◆ **Lesetext**

★ ★ ★

KÖLN. Der Fall von Nenad M. schlägt Wellen: Der heute 21-Jährige musste seine Schulzeit an einer Förderschule für geistige Behinderung verbringen – obwohl es Indizien gab, dass er dort komplett unterfordert war. Das Landgericht Köln entschied nun, dass der junge Mann Anspruch auf Entschädigung durch das Land Nordrhein-Westfalen hat (News4teachers berichtete). Die Geschichte wirft ein neues Licht auf die Debatte um die Inklusion. News4teachers-Gastkommentator Tillmann Nöldeken zieht daraus die Schlussfolgerung: “Das sonderpädagogische Verfahren bedarf unbedingt einer echten Reform.” Nöldeken ist Experte: Er ist Lehrer, Buchautor zum Thema (“Inklusion: Ganz oder gar nicht”) – und selbst betroffener Vater.

“Entscheidungen, die das ganze Leben eines Menschen prägen können, werden mit sehr viel Ermessensspielraum und sehr wenig Transparenz oder gar Mitspracherecht der Betroffenen gefällt.” Foto: Shutterstock

Der Fall Nenad ist ein handfester Skandal, der zwar nicht das Versagen der Förderschule zeigt, wohl jedoch ein grelles Licht wirft auf die Schwächen des amtlichen Etikettierens: Entscheidungen, die das ganze Leben eines Menschen prägen können, werden mit sehr viel Ermessensspielraum und sehr wenig Transparenz oder gar Mitspracherecht der Betroffenen gefällt – noch dazu von Menschen, die bezüglich des Ergebnisses keineswegs interesselos sind. Eine Förderschule für Geistige Entwicklung möchte ihre »starken« Schüler ganz offensichtlich nicht gerne verlieren, eine Regelschule hingegen wünscht sich »pflegeleichte« Fälle, deren Förderbedarf gleichwohl maximale Ressourcen nach sich zieht.

★ ★ ★

◆ **Zu erledigen**
1. Was hat das Landgericht Köln laut dem Lesetext im Fall von Nenad M. entschieden?
2. Geben Sie aus dem Lesetext den Abschnitt zwischen „Der Fall Nenad“ und „nach sich zieht.“ wörtlich aus, beide Stellen eingeschlossen.

◆ **Datenteil**
★ ★ ★

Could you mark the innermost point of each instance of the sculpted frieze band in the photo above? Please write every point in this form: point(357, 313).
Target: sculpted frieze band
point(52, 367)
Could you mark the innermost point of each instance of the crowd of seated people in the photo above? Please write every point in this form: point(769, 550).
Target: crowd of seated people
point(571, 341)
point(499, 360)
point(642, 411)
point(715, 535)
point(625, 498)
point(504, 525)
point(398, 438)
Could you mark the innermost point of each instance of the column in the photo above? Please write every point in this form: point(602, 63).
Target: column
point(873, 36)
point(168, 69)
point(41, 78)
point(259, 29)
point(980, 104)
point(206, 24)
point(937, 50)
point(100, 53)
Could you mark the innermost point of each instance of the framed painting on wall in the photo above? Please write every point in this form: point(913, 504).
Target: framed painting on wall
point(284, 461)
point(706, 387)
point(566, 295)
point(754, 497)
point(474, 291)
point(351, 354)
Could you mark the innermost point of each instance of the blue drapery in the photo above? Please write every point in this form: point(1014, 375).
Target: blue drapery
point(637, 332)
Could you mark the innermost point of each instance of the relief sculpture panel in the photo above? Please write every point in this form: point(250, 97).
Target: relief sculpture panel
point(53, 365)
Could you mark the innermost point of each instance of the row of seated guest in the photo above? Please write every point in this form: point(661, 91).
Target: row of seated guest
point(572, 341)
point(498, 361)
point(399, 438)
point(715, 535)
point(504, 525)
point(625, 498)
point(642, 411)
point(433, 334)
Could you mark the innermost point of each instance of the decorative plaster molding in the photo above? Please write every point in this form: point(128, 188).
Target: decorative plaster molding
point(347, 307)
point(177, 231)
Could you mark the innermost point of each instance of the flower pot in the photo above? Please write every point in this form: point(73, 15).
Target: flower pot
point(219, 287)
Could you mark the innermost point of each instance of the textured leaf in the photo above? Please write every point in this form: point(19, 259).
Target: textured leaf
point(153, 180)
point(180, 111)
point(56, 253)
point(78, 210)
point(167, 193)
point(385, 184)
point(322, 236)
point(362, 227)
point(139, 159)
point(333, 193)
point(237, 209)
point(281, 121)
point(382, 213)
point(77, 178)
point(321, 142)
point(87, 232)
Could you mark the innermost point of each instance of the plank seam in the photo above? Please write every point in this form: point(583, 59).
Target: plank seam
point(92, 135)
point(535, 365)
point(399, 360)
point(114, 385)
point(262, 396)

★ ★ ★

◆ **Schriftliche Antworten**
1. Der junge Mann hat Anspruch auf Entschädigung durch das Land Nordrhein-Westfalen.

2.
Der Fall Nenad ist ein handfester Skandal, der zwar nicht das Versagen der Förderschule zeigt, wohl jedoch ein grelles Licht wirft auf die Schwächen des amtlichen Etikettierens: Entscheidungen, die das ganze Leben eines Menschen prägen können, werden mit sehr viel Ermessensspielraum und sehr wenig Transparenz oder gar Mitspracherecht der Betroffenen gefällt – noch dazu von Menschen, die bezüglich des Ergebnisses keineswegs interesselos sind. Eine Förderschule für Geistige Entwicklung möchte ihre »starken« Schüler ganz offensichtlich nicht gerne verlieren, eine Regelschule hingegen wünscht sich »pflegeleichte« Fälle, deren Förderbedarf gleichwohl maximale Ressourcen nach sich zieht.